I have the same problem.
Whenever I go anywhere for an extended period of time, EVEN if it's somewhere I'm familiar with or been before (even if it's with family, close friends or my partner) I panic because of all the things that could go wrong and what if I have an episode in the middle of everything and have nowhere to go? Then I will have to rely on people and ruin their experience and what if no one is strong enough to handle my situation? I get so worked up with fear. Sometimes it even prevents me from participating although I am pretty good at challenging myself and going anyway. Anxiety can be a life-ruiner if it's not challenged.
It's hard to think of myself as anything but a nuisance when I have all of this stuff going on. I am constantly afraid my friends/partner are going to leave me because they're tired of me and SO over what I'm going through. But it hasn't happened yet. In fact they are more supportive every day. Nobody expects me to be a superhero; that's just me putting unfair and harsh expectations on myself to be perfect as always.

Problem 1 ->
Answer these questions from the post about anxiety:
(a) What does the writer say anxiety can be if it is not challenged?
(b) According to the writer, how have friends and partner behaved so far?
(c) Who does the writer say expects them to be a superhero?
Problem 2 ->
Reproduce the post about anxiety from "It's hard to" to "perfect as always.", swapping "superhero" for "hero".
Problem 3 ->
In the post about anxiety, list the people the writer names as possible companions when going somewhere for an extended period.

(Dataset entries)
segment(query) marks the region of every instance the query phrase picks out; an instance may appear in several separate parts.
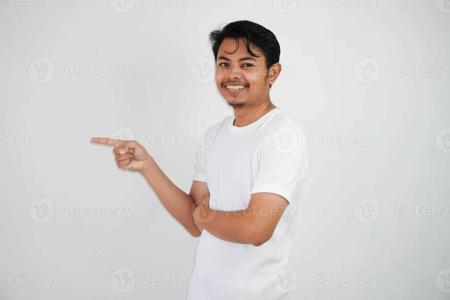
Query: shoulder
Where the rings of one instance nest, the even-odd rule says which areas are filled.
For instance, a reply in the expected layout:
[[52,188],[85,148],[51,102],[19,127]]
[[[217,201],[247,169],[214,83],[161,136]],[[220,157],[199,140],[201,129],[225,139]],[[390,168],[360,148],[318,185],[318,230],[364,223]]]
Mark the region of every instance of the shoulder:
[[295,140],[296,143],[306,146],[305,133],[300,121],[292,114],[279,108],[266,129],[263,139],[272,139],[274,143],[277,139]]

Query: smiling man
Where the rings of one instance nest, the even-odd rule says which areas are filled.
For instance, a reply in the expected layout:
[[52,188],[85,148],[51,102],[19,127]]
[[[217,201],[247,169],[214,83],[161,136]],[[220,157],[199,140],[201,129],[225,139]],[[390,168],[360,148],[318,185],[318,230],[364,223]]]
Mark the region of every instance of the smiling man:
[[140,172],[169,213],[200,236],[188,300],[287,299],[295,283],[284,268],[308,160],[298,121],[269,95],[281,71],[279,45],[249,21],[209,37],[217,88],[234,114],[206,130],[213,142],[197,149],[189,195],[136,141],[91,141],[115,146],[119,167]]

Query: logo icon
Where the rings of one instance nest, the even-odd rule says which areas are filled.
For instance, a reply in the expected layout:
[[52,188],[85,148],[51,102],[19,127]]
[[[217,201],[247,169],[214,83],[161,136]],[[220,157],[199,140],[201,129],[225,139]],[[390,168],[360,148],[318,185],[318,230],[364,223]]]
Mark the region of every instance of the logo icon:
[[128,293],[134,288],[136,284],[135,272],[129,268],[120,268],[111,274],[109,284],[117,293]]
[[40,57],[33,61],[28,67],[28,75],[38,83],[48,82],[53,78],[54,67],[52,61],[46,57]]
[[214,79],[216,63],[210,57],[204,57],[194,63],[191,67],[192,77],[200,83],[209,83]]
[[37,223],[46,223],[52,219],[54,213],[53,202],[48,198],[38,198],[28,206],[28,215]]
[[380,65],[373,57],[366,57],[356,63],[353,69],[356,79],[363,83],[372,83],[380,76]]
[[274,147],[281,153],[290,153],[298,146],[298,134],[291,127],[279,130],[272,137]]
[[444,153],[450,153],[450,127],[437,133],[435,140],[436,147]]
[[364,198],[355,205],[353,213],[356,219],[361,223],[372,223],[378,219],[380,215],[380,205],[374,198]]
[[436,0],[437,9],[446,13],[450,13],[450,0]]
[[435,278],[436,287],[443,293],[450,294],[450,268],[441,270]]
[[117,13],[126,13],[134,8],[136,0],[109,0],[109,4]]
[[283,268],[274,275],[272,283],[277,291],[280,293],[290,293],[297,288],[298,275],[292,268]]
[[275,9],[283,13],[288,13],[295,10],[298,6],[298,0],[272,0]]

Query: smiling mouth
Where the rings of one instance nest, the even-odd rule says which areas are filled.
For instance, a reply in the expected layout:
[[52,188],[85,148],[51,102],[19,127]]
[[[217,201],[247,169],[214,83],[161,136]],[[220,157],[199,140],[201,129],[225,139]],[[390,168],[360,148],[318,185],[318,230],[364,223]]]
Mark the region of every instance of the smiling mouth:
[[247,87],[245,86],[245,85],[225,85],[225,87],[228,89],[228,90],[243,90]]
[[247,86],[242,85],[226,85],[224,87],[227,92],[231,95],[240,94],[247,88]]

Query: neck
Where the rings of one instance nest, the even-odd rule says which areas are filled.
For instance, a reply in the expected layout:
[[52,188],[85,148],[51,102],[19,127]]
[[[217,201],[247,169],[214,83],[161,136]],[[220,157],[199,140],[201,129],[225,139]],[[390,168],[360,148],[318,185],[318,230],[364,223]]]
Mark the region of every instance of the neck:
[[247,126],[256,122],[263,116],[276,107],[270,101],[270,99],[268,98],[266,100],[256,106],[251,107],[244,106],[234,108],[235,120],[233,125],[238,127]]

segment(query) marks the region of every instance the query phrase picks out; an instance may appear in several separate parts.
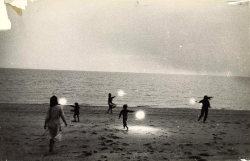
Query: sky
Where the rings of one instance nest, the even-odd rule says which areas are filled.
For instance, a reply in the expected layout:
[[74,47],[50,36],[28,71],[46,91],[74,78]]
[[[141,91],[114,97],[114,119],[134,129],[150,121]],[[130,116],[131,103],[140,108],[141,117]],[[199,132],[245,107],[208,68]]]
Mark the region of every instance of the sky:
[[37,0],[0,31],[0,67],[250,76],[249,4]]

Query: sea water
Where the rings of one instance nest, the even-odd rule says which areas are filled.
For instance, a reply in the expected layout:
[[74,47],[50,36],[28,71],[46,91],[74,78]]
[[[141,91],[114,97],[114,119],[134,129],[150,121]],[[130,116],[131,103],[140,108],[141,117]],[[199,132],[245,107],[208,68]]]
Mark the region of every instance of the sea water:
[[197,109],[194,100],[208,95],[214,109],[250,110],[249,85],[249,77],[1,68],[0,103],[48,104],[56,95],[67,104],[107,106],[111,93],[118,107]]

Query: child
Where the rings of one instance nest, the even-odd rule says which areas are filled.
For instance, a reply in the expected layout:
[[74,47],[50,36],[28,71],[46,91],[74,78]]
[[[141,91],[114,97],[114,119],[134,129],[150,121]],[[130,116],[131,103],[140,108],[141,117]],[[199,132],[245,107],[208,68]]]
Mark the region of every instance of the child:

Answer box 1 ->
(a) A life-ruiner.
(b) They are more supportive every day.
(c) Nobody.

Answer box 2 ->
It's hard to think of myself as anything but a nuisance when I have all of this stuff going on. I am constantly afraid my friends/partner are going to leave me because they're tired of me and SO over what I'm going through. But it hasn't happened yet. In fact they are more supportive every day. Nobody expects me to be a hero; that's just me putting unfair and harsh expectations on myself to be perfect as always.

Answer box 3 ->
family, close friends, partner